- Article -
_ _ _ _ _ _ _
More generally though, the epistemic noise is better modelled
heteroskedastically, using a two-parameter loss distribution,
with the location and the scale as the parameters.
In the case of the frequently used normal (Gaussian)
distribution, the output vector consists of means $\mu$
(location) and standard deviations $\sigma$ (scale) of all
dimensions and is twice as wide as the input.

\paragraph{Training} The model is trained to maximize
probability of prediction. In the most basic case, called
\textit{out-of-sample one-step} forecasting, a single step
is predicted for each time step in the series. In an $n$-step
time series, steps $1 ... n-1$ are used as the input, and steps
$1 ... n$ as the ground truth. Following~\eqref{eqn:theta-star}, the
network is trained to minimize negative log probability of true
observations given the predicted belief distributions. More
generally, a model can also be trained to predict more than a
single step at once into the future, however this is rarely used in
practice because the necessary size of the training data set
grows exponentially with the prediction depth. Instead, future
predictions are produced recurrently during forecasting.
_ _ _ _ _ _ _
- Input -
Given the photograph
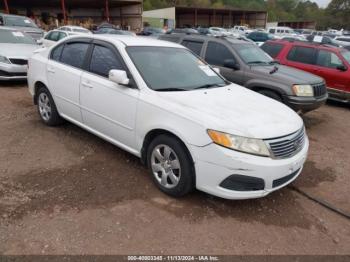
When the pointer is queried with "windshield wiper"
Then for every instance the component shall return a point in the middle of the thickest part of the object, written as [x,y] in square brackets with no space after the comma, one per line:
[171,89]
[207,86]
[256,62]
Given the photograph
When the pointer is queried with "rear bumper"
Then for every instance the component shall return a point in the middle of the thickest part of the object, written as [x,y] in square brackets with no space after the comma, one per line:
[305,104]
[12,72]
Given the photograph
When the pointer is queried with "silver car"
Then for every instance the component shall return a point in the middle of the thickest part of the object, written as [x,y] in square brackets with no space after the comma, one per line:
[15,49]
[23,24]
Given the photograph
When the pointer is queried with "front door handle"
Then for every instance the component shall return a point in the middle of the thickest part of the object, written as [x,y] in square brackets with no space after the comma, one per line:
[88,85]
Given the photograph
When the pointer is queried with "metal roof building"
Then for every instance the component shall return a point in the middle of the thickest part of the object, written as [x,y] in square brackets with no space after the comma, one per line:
[126,13]
[181,16]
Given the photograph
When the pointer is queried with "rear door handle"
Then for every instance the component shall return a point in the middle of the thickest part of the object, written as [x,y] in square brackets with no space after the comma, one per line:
[88,85]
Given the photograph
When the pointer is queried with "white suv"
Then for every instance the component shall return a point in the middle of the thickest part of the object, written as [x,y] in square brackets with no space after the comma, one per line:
[163,104]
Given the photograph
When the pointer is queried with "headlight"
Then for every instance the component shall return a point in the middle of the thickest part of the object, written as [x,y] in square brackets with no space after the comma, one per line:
[238,143]
[303,90]
[4,59]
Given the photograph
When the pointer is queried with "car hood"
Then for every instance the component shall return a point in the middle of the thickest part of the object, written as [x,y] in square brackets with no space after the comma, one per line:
[286,74]
[17,50]
[235,110]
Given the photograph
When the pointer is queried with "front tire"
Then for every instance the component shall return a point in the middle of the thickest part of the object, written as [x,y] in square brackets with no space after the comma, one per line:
[47,108]
[171,166]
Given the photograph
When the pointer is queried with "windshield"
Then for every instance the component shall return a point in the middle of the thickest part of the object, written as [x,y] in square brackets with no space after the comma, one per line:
[346,55]
[173,69]
[78,30]
[19,21]
[15,37]
[252,54]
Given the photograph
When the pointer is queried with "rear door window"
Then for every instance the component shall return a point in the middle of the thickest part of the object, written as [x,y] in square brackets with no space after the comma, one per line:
[272,49]
[301,54]
[217,53]
[194,46]
[328,59]
[74,54]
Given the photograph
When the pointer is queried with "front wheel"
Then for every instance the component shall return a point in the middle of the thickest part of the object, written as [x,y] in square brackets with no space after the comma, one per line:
[47,108]
[171,166]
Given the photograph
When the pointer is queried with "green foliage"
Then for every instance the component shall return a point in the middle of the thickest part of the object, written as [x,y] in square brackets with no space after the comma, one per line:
[335,15]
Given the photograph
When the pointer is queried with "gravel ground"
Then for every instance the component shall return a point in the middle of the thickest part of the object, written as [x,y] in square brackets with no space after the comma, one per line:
[65,191]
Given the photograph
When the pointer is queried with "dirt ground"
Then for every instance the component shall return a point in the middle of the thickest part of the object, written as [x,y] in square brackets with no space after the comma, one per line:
[65,191]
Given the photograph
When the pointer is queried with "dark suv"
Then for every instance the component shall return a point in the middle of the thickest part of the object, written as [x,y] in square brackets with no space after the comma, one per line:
[246,64]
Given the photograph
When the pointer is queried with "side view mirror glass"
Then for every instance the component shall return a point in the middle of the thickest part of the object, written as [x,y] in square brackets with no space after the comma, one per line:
[119,77]
[230,63]
[217,70]
[342,68]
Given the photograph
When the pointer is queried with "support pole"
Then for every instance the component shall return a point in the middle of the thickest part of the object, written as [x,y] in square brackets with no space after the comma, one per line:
[63,6]
[107,11]
[195,17]
[7,10]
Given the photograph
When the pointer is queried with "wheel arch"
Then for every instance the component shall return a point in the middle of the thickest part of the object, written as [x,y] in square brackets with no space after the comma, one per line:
[152,134]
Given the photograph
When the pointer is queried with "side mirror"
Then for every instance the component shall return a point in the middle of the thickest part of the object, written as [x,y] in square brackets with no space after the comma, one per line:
[119,77]
[230,63]
[217,70]
[342,68]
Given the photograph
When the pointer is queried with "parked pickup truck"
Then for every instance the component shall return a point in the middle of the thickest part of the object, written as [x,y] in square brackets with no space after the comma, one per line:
[246,64]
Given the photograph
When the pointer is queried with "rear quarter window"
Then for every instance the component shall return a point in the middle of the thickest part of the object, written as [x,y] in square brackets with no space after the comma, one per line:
[272,49]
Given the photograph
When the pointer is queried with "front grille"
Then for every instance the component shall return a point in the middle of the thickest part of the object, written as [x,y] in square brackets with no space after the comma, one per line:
[319,89]
[287,146]
[19,61]
[283,180]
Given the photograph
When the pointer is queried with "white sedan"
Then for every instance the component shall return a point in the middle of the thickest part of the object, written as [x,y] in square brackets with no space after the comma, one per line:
[163,104]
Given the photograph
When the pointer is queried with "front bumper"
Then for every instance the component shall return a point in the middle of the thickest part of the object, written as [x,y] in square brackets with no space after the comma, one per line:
[13,72]
[215,164]
[305,104]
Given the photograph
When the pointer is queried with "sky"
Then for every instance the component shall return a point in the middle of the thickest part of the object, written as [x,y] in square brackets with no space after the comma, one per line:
[322,3]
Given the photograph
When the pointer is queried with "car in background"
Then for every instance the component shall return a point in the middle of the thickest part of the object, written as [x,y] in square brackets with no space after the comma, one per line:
[52,37]
[342,40]
[327,61]
[190,126]
[74,29]
[23,24]
[152,32]
[183,31]
[15,49]
[113,31]
[260,37]
[245,64]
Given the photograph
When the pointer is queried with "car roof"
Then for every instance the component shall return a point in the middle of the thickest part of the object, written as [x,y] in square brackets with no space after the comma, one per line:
[229,39]
[131,40]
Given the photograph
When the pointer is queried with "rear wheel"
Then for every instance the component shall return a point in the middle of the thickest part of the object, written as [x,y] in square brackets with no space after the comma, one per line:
[171,166]
[47,108]
[271,94]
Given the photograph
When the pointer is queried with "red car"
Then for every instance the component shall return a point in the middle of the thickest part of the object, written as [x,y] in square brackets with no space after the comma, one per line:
[329,62]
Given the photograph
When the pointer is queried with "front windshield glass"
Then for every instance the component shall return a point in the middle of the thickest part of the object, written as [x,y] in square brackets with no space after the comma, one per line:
[78,30]
[252,54]
[173,69]
[346,55]
[19,21]
[15,37]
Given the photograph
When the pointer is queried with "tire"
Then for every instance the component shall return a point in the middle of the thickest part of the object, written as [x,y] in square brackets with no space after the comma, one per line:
[271,94]
[47,108]
[171,166]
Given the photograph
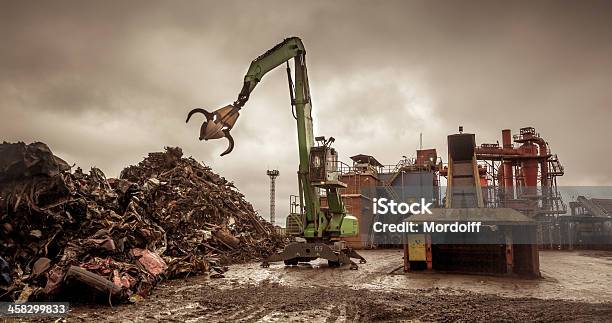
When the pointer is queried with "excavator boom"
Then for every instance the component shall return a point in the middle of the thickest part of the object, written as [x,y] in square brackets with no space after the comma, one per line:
[317,227]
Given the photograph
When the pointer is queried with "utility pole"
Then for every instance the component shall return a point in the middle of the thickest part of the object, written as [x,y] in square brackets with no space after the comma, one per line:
[421,141]
[273,175]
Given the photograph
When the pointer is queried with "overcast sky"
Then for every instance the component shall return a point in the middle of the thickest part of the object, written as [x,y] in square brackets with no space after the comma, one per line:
[104,83]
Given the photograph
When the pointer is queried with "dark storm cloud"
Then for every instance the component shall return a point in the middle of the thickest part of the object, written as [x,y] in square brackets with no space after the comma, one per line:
[103,83]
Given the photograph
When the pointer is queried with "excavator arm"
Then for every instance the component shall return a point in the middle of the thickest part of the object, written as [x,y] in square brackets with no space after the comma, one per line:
[219,123]
[318,227]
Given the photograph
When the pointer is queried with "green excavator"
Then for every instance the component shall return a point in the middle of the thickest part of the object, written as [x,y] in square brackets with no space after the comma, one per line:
[320,229]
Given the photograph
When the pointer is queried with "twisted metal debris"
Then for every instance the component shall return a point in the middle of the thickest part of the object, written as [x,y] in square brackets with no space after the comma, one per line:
[166,217]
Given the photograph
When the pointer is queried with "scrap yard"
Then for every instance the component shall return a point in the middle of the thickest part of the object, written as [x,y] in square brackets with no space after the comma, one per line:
[343,161]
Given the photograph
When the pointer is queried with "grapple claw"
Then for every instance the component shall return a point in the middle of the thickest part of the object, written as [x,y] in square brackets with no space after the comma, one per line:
[218,124]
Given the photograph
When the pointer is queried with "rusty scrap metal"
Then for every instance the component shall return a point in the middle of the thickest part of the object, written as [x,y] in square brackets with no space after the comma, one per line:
[166,217]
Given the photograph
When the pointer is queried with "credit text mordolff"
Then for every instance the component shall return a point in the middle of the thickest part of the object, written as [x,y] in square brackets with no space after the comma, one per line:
[427,227]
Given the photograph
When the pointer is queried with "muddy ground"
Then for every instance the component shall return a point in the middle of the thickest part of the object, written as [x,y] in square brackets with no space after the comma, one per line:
[576,286]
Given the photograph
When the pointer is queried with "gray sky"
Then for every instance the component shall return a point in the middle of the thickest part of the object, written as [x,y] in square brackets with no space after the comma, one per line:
[103,83]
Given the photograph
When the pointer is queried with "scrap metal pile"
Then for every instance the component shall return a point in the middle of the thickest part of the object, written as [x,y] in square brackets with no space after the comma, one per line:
[70,234]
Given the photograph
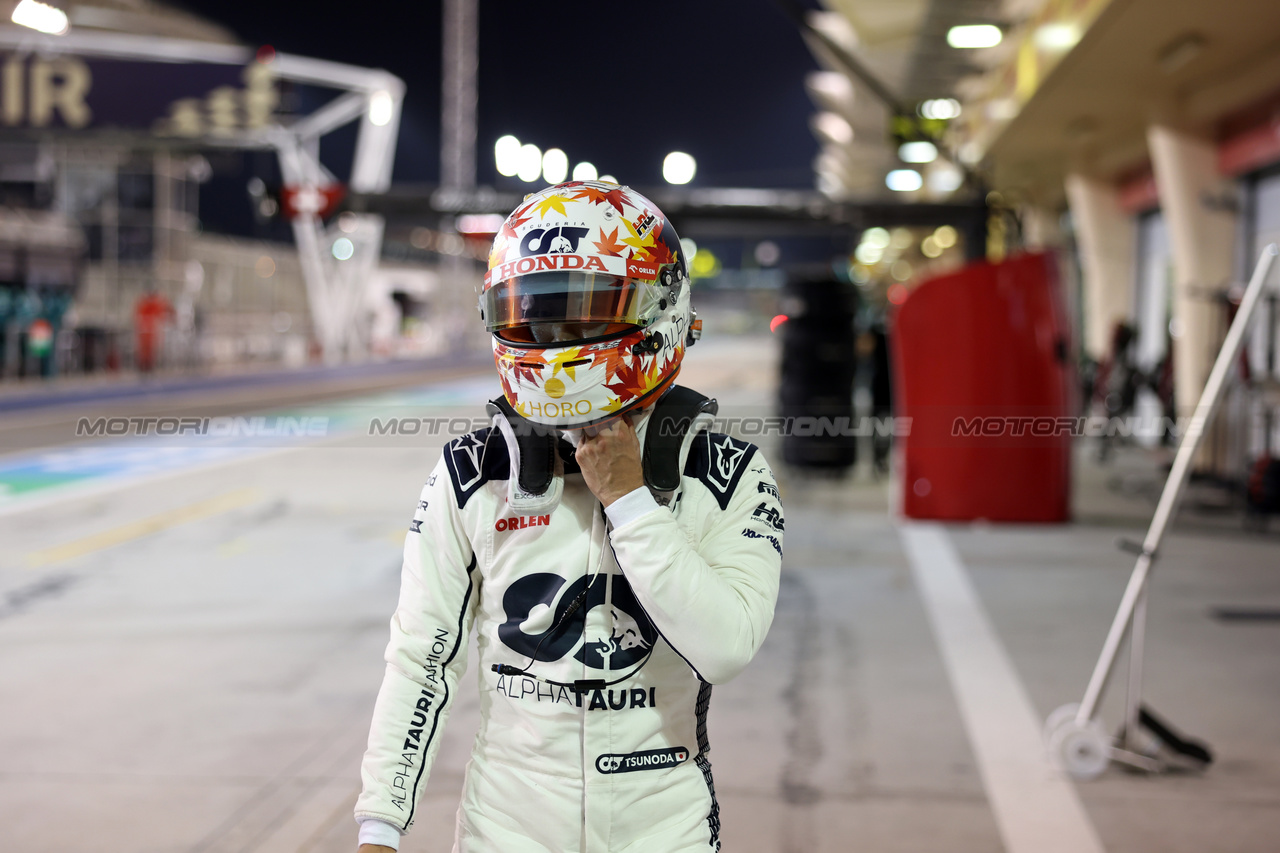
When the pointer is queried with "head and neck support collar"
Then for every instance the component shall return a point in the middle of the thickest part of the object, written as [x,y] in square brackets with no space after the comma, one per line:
[540,456]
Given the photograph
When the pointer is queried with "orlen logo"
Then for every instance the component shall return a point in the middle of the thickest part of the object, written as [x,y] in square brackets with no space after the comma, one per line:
[645,760]
[562,240]
[522,521]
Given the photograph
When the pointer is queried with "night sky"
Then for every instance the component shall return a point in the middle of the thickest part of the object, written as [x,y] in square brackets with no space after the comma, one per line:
[616,83]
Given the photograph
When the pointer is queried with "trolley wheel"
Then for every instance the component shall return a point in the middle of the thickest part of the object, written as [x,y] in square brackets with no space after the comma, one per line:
[1082,751]
[1060,717]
_ _ _ _ _ _ _
- What you need to do -
1. Which LaTeX commands (each beginning with a backslash) appear in the passage on forecasting models? List each one once.
2. Which lines of the listing contain the string "rear"? Extract each of them.

- Outputs in order -
1.
\paragraph
\textit
\eqref
\mu
\sigma

2.
When the pointer is queried with "rear bumper"
When the pointer is queried with "rear door handle"
When the pointer is queried with "rear door window"
When the pointer is queried with "rear quarter window"
When the pointer is queried with "rear wheel"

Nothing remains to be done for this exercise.